### What is expected
Below is a listing from which only part is wanted; return exactly the lines from the one with "Can you find the dirt" up to and including the one with "Can you find the temple".

### Dataset extract
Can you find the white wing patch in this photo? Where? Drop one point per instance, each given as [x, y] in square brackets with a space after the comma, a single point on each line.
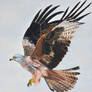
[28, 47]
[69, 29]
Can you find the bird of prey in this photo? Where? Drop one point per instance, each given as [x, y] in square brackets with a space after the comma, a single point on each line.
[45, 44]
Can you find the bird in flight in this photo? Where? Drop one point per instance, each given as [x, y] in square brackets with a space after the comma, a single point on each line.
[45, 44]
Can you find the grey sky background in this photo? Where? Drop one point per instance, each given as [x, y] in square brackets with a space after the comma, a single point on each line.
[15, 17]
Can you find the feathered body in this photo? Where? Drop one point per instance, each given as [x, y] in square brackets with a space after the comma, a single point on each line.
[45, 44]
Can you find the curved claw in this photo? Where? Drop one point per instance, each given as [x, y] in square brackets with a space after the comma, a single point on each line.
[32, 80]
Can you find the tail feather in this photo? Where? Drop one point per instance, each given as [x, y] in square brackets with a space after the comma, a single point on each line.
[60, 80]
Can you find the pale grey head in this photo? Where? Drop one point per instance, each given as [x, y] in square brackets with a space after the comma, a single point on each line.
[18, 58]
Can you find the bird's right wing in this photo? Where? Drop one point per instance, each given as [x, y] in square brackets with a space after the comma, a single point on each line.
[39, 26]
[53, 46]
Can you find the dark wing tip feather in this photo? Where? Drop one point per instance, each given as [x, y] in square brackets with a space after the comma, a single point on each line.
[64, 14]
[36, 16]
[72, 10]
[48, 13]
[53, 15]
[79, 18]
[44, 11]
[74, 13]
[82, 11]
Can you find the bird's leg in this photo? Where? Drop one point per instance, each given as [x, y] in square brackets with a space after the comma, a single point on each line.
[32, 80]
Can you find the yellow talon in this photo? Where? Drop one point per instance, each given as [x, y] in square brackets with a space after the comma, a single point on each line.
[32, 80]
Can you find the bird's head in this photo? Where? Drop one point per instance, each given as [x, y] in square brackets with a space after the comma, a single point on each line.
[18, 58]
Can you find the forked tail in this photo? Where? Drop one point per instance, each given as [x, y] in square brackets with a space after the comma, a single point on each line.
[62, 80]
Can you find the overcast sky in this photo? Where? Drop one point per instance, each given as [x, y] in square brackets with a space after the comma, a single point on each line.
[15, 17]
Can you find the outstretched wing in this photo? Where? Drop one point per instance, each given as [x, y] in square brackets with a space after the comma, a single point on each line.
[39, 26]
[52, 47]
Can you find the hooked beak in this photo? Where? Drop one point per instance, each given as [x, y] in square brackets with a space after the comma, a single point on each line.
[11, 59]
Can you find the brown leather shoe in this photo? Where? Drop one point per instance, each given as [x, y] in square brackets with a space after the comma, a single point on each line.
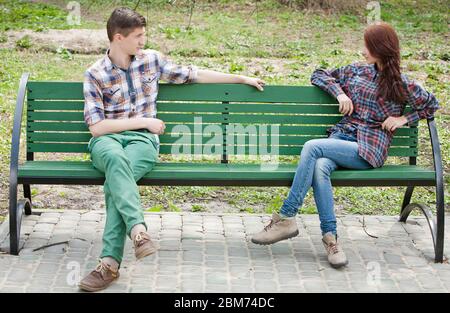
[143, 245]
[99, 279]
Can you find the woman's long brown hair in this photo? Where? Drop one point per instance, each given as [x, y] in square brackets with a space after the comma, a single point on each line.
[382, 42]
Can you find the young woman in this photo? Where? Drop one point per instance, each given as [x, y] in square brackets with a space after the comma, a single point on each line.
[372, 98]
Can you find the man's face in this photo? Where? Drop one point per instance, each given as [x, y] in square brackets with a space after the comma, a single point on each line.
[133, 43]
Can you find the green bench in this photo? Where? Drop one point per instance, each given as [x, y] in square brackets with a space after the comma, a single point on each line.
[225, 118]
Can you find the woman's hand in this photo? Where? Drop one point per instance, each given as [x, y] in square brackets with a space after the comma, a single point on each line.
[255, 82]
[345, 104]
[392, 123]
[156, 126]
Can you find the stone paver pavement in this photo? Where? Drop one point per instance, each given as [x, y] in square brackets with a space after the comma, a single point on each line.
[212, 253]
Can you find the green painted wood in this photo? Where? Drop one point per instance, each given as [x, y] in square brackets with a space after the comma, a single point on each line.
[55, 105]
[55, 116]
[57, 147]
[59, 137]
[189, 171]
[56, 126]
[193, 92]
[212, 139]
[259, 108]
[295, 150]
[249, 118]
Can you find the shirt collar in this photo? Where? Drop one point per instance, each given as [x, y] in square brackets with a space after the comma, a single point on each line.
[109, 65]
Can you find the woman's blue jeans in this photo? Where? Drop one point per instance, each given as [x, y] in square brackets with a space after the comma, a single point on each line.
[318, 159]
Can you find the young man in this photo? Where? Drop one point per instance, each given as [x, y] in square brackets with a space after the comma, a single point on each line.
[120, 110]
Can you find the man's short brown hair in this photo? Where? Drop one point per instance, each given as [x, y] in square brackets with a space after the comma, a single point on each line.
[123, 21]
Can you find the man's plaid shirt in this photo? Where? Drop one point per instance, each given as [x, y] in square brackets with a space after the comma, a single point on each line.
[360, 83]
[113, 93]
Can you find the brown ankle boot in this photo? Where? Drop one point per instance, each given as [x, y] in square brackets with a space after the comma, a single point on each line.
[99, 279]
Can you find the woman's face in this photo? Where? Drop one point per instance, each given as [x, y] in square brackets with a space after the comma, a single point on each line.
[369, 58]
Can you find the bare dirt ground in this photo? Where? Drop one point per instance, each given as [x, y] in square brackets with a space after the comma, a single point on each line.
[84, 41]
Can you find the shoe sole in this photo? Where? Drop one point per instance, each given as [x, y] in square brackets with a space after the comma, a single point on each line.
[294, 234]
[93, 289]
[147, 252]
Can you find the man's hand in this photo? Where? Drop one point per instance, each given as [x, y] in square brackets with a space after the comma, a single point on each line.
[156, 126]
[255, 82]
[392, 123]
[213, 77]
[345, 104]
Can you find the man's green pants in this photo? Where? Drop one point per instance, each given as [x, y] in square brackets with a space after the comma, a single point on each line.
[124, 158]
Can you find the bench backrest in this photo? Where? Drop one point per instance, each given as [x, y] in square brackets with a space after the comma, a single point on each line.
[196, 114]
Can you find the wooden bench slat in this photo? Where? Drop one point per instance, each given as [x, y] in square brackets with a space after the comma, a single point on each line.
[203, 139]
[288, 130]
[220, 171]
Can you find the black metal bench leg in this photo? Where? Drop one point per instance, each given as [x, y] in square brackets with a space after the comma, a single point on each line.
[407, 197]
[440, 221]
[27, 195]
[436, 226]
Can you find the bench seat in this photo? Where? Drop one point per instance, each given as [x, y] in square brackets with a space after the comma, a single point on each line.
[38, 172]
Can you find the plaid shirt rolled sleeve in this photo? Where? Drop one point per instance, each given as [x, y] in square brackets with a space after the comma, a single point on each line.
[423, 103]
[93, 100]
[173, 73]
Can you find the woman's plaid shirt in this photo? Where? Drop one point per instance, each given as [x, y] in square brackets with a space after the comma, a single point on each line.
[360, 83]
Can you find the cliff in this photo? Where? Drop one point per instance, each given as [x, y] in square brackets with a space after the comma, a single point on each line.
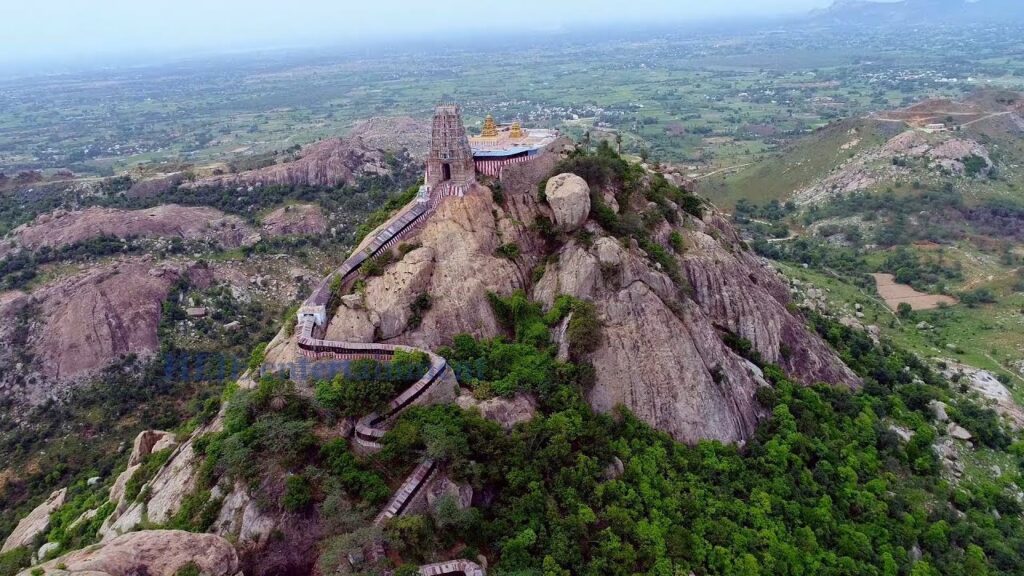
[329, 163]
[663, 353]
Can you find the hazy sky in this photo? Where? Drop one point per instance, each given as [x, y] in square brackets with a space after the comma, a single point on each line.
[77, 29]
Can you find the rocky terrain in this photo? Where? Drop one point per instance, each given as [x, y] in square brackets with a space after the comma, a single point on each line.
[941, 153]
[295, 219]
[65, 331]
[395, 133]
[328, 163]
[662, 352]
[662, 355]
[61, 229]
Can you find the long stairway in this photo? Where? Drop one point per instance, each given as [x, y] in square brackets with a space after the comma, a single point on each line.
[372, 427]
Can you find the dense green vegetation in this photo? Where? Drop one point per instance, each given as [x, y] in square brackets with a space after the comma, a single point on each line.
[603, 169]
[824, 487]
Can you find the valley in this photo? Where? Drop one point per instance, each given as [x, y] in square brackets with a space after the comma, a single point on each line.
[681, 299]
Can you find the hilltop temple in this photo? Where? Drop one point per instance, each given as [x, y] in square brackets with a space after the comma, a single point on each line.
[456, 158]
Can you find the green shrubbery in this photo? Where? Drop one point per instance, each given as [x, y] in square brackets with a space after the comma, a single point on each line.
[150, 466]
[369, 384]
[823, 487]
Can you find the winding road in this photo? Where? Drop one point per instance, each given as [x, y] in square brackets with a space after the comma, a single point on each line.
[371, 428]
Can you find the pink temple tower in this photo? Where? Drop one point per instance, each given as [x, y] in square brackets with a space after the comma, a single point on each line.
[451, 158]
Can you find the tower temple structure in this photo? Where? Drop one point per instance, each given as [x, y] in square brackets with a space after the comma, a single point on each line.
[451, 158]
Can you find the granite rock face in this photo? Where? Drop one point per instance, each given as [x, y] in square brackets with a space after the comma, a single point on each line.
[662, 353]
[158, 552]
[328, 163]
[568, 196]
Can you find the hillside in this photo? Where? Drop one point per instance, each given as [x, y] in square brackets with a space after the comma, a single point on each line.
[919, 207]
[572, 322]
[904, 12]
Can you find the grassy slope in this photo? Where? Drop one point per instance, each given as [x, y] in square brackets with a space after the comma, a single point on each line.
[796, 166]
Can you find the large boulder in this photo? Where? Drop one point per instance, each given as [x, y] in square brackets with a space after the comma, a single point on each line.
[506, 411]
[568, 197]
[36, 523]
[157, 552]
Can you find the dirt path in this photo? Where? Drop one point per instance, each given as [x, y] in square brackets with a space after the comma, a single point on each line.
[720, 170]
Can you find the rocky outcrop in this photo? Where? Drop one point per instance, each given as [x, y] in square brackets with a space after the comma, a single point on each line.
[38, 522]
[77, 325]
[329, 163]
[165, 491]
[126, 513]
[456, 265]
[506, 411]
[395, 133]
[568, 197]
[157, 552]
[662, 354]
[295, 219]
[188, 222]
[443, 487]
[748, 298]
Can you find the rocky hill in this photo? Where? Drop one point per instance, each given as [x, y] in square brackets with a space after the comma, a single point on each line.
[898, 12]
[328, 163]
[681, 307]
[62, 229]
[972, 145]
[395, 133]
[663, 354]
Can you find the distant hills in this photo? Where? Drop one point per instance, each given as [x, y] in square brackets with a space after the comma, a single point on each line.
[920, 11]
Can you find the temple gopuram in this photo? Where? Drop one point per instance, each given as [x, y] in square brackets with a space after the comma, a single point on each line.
...
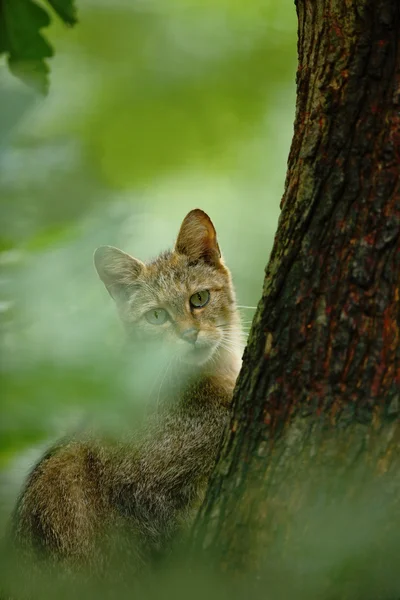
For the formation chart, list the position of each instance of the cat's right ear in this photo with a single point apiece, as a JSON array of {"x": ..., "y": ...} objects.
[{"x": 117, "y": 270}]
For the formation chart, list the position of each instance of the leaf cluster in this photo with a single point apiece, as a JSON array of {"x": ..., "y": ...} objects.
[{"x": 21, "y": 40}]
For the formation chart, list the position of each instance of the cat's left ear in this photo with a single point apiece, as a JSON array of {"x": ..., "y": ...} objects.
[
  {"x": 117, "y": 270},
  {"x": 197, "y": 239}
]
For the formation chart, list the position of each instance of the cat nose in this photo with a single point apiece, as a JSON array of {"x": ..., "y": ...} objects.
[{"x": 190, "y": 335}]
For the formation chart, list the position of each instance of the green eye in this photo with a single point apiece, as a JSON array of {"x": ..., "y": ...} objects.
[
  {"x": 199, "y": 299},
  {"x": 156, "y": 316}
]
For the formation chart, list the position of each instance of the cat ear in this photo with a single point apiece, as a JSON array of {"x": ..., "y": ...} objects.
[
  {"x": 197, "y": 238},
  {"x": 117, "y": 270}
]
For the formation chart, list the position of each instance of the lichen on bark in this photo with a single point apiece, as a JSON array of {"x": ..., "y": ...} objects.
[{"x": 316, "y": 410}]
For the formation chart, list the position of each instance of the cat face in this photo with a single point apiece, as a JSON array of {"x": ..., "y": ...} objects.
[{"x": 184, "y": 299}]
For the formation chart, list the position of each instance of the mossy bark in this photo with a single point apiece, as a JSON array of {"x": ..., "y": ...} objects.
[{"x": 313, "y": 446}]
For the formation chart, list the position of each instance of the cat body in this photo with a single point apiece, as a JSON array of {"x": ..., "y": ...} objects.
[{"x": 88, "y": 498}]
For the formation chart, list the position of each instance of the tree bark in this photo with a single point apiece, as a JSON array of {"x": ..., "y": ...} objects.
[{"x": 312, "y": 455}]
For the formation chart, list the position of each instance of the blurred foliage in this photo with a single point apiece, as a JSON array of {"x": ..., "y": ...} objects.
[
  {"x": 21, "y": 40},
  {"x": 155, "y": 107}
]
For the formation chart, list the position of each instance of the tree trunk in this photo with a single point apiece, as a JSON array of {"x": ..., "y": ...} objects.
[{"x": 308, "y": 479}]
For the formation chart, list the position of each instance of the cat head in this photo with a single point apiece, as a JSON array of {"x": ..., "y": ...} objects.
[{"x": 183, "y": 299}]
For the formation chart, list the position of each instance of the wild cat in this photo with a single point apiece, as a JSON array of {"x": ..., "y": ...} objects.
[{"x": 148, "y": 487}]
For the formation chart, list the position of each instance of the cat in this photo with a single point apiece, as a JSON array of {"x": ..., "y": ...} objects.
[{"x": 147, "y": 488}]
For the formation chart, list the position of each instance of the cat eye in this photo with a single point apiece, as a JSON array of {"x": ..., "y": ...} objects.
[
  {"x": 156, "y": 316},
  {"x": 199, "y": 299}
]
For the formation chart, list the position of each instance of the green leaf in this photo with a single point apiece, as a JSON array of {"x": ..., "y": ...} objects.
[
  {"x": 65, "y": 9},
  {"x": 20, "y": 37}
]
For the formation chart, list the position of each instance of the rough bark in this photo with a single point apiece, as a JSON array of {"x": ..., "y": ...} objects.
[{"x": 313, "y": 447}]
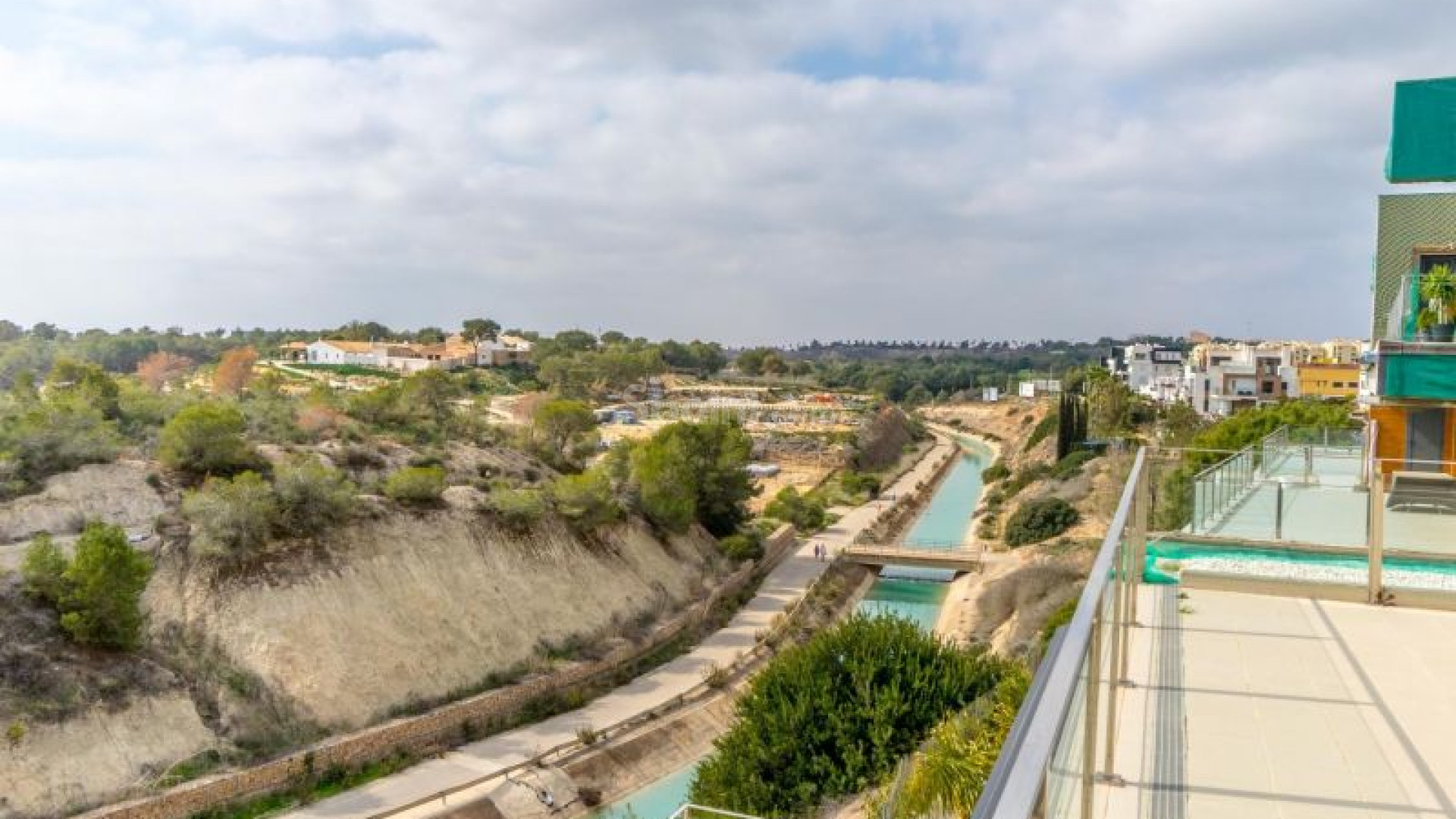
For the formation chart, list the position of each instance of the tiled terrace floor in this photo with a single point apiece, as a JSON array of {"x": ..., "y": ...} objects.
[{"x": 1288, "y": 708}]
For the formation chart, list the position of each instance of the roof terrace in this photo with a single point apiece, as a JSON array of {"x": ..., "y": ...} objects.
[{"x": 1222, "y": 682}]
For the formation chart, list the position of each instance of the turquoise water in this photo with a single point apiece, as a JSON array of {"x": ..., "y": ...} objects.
---
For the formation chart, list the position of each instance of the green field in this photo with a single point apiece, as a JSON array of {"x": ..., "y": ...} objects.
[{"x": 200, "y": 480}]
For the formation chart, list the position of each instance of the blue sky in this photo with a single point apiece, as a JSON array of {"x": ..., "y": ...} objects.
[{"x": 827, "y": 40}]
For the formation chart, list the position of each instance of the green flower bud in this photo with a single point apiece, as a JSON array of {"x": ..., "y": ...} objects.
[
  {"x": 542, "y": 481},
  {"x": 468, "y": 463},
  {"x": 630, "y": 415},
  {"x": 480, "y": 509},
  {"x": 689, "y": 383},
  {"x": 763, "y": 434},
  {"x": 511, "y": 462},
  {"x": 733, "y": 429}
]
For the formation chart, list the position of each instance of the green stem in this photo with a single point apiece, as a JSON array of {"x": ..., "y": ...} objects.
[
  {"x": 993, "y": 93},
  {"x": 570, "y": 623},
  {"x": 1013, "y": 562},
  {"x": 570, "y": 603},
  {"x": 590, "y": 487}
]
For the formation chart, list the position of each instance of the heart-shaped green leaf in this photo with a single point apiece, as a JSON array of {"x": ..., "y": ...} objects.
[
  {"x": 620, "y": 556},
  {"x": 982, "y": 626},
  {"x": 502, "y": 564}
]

### Solution
Can you find the dirt path in this photo? Where? Drop one point per instance, each given as [x, y] in square brackets with a space after the comma, a single point on each line.
[720, 170]
Can you find the rocky outcrop in this photo? Where? Drop one point per instance, each given as [x, y] in square brackets with a space after the comma, a single point on each line.
[38, 522]
[77, 325]
[329, 163]
[165, 491]
[126, 513]
[456, 265]
[506, 411]
[395, 133]
[568, 197]
[157, 552]
[662, 354]
[295, 219]
[188, 222]
[443, 487]
[748, 298]
Can you find the rocky hill in this photo? Where? Drop one point per instance, each given as [x, y] in square brackets with a space after the comma, a single point on each line.
[898, 12]
[328, 163]
[681, 307]
[62, 229]
[972, 145]
[395, 133]
[663, 354]
Can you find the distant hills in this photo? Where? Drop one point per instance, each given as [x, y] in square brackets with a space after the comma, a single point on each line.
[920, 11]
Can you find the temple gopuram in this photo? Where? Drop one point per instance, each given as [x, y] in square brackets with a space after the comma, a single point on each line.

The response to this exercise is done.